(SELECTED EXCERPT):
China is not the only country looking to boost its domestic semiconductor manufacturing capabilities. Europe is also aspiring to become more self-reliant when it comes to chips, with the European Union having introduced the €43bn European Chips Act earlier this year.

This global push for semiconductor sovereignty was catalysed by the global chip shortage which followed the Covid-19 pandemic and exposed the reliance of many industries on a small pool of manufacturers in South East Asia, led by TSMC and Samsung.

Today Japan became the latest country to take a step forward in its push for chip sovereignty, announcing a partnership with IBM which aims to have advanced chipmaking up and running in Japan by the second half of this decade.

(PROBLEM 1):
Answer these questions from the semiconductor excerpt.
(a) How much money is attached to the European Chips Act?
(b) Which two manufacturers lead the small pool of chipmakers in South East Asia?
(c) By when does Japan's partnership with IBM aim to have advanced chipmaking running in Japan?
(PROBLEM 2): Carry on the semiconductor excerpt from the point where it stops.
The items after the semiconductor excerpt aren't needed for anything here.

(GIVEN DATA):
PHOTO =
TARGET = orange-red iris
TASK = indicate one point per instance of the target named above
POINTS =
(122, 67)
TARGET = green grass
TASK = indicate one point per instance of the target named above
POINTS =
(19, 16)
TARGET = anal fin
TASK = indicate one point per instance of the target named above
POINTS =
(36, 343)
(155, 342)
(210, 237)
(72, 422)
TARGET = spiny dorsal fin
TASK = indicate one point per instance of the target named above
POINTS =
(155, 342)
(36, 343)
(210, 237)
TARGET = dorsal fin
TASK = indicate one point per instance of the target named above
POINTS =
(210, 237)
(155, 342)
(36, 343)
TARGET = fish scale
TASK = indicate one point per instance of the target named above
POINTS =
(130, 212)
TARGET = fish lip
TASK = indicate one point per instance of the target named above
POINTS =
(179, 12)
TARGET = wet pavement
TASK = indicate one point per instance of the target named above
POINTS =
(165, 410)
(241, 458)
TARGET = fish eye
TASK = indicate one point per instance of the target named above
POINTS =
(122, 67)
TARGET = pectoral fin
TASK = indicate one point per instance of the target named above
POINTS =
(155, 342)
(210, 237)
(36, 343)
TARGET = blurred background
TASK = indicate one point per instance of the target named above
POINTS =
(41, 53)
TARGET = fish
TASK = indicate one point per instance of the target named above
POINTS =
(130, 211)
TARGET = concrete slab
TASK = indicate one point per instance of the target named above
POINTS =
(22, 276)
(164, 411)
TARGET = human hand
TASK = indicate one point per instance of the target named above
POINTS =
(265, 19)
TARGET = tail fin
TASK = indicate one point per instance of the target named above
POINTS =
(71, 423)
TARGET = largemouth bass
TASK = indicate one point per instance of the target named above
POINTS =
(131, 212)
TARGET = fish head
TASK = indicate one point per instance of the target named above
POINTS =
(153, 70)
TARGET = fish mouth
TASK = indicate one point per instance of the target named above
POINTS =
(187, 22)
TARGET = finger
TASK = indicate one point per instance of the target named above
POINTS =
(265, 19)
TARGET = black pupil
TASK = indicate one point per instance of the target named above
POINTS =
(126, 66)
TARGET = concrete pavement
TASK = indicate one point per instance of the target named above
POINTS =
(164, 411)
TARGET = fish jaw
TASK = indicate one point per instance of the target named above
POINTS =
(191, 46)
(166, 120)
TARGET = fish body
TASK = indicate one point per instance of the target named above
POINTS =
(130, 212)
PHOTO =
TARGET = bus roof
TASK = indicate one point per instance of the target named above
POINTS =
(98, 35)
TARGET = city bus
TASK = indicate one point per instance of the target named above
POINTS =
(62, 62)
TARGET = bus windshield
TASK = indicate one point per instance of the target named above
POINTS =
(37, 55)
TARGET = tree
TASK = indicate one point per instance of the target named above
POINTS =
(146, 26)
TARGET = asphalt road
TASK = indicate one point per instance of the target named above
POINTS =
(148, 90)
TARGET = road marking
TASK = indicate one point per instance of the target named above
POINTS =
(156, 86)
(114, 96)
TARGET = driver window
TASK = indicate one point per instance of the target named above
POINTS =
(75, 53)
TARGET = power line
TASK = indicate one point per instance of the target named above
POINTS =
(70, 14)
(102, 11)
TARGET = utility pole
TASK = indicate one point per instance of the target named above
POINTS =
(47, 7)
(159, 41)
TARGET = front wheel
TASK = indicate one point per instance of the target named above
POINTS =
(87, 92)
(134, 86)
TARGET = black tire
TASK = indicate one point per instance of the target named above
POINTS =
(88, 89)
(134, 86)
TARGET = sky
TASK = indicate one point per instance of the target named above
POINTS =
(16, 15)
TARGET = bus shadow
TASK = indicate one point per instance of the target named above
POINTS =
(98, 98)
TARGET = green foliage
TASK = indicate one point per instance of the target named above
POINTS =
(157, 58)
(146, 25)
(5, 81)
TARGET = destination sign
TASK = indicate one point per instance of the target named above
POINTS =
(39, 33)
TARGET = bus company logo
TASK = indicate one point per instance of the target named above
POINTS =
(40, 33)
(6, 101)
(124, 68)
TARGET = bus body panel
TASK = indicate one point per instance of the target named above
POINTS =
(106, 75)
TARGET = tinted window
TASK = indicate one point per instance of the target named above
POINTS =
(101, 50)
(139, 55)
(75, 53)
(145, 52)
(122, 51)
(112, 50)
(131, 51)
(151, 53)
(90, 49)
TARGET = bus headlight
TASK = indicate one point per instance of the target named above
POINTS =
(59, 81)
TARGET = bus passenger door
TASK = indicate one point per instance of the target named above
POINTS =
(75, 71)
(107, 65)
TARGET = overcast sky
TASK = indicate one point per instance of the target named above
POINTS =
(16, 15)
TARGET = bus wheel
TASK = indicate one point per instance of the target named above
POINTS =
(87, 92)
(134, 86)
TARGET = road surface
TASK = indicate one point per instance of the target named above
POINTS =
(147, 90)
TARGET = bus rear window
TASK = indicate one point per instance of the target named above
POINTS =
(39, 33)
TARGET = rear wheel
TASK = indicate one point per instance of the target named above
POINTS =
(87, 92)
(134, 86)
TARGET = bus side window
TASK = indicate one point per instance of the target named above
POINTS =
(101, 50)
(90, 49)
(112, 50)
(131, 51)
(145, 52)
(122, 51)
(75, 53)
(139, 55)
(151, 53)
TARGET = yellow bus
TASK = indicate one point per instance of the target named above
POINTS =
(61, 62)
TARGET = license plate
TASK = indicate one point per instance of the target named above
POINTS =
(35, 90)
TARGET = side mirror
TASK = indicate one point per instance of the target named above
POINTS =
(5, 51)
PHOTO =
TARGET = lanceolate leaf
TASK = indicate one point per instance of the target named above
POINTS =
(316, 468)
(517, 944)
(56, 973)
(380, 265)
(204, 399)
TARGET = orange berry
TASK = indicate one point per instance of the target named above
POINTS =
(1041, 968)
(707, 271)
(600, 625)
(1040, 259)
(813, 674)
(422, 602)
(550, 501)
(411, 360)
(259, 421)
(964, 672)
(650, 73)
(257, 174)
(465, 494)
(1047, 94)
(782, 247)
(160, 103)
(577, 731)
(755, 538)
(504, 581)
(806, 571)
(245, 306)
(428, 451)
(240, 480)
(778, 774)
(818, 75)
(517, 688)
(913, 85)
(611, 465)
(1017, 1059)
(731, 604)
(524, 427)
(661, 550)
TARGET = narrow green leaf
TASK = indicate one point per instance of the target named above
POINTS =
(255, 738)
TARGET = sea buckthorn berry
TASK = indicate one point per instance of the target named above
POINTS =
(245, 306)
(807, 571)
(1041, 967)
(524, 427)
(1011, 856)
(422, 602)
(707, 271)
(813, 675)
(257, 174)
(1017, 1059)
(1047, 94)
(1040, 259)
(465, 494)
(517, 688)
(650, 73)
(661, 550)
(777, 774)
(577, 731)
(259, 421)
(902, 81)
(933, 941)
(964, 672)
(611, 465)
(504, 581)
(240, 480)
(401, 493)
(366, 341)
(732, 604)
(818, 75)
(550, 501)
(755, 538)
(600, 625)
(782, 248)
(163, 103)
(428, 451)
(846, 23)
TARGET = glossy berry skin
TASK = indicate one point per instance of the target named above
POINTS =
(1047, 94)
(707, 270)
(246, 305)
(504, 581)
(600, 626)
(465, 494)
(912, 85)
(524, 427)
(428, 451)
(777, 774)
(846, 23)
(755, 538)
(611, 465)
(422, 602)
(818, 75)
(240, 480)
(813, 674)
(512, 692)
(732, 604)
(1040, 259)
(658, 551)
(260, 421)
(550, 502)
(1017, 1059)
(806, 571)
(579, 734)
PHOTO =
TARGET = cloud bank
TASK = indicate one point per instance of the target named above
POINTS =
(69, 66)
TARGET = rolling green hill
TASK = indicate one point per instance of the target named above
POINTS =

(RESPONSE BOX 1):
(a) €43bn
(b) TSMC and Samsung
(c) By the second half of this decade

(RESPONSE BOX 2):
IBM will work with Rapidus, a newly formed chipmaker backed by the Japanese government, to develop a manufacturing process for IBM’s 2nm chip. Big Blue unveiled the breakthrough last year, saying it can potentially offer 45% more processing power and 75% greater energy efficiency than 7nm. It will now work with Rapidus to bring the technology into a real-world setting.

“This is a long-desired international collaboration, truly essential for Japan to once again play a vital role in the semiconductor supply chain,” said Atsuyoshi Koike, president and CEO of Rapidus. “I am fully confident that this collaboration will pave the way for our goal of contributing to the wellbeing of humanity through advanced logic semiconductors produced with technologies jointly developed with IBM.”